PROBLEM DETAILS ::
Reproduce every one of the rows below word for word, in the same order.

(Pointing records)
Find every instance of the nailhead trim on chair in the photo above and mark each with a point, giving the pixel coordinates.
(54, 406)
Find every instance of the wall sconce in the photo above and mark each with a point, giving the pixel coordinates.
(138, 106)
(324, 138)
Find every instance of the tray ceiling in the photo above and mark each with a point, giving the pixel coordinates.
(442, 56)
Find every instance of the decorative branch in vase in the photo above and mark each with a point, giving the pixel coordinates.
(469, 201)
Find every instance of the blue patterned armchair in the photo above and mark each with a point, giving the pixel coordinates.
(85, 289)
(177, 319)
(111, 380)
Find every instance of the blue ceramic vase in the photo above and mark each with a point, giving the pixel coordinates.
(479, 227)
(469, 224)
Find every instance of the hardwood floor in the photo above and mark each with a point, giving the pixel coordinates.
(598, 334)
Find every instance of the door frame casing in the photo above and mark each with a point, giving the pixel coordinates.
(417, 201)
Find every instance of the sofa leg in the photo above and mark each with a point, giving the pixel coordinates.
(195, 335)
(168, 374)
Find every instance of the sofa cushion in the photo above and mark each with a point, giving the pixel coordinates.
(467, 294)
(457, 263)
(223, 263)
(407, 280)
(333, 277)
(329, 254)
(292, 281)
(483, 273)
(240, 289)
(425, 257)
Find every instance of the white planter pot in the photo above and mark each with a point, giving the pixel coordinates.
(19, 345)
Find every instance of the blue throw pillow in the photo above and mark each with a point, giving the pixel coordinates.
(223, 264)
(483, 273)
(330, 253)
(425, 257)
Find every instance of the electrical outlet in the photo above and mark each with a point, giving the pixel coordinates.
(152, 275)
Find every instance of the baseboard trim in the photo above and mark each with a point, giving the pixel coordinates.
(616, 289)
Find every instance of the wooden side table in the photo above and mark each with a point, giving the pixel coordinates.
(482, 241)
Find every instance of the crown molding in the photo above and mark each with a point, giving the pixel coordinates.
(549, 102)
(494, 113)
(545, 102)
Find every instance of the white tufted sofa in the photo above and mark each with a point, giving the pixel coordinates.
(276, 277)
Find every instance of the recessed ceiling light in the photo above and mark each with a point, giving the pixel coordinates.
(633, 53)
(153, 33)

ANSWER ::
Find every instance of the nailhead trim on chair in the photo above and mark each with a point, giving the pixel coordinates.
(54, 406)
Find every instance of the wall sconce in the photo above and mark each with a point, giving the pixel coordinates.
(138, 106)
(324, 138)
Find every instance of the tray ceiling in the photo above and mark each with a point, giving the pixel coordinates.
(442, 56)
Find every instance of the decorative branch in vase in the photo above and mark each with a point, giving the pixel coordinates.
(469, 201)
Find every instance of the blue patterned armchair in the photo above and mark each with a point, giving the pixel coordinates.
(85, 289)
(177, 319)
(111, 380)
Find every instance of the blue ceramic vase in the photo above and mark each with a point, giving the pixel coordinates.
(479, 227)
(469, 224)
Find every instance of the hardwood floor in the photo above and mark each with a point, giving the pixel coordinates.
(598, 334)
Find every instance of the door frame casing in the photo above and mark each with a point, giving the pixel coordinates.
(417, 201)
Find every instance of the sofa leg in the photo above and mark each with a point, giving the pixel coordinates.
(195, 335)
(168, 374)
Find every instance of the sofa cushion in the photo above and mark each with a point, giving the pixel coordinates.
(467, 294)
(457, 263)
(223, 263)
(407, 280)
(333, 277)
(329, 254)
(292, 281)
(483, 273)
(240, 289)
(425, 257)
Find every instance of the white planter pot in the photo above and mark each with a point, giving the pixel coordinates.
(19, 345)
Find every instance of the blue throw pillow in the photo above and mark each with a point, giving the pixel coordinates.
(223, 264)
(483, 273)
(330, 253)
(425, 257)
Find every instance of the electrical outlet in the photo above and mark each with a point, giving the pixel coordinates.
(152, 275)
Find every instance of the baseboard trim in the photo above and mark each with a point, giving the pixel coordinates.
(616, 289)
Find every instance of the wooden side table in the photo above and mark each with a point, giving the pixel coordinates.
(482, 241)
Find every instance of the crown molding in the photo above and mark each with a point, giving the pixel coordinates.
(549, 102)
(494, 113)
(545, 102)
Find every instance of the white tufted sofa in the photo above and mark each with a point, giving the pixel coordinates.
(276, 277)
Find every instance of the recessed ceiling light in the photo above and mark each with a point, giving the pixel coordinates.
(633, 53)
(153, 33)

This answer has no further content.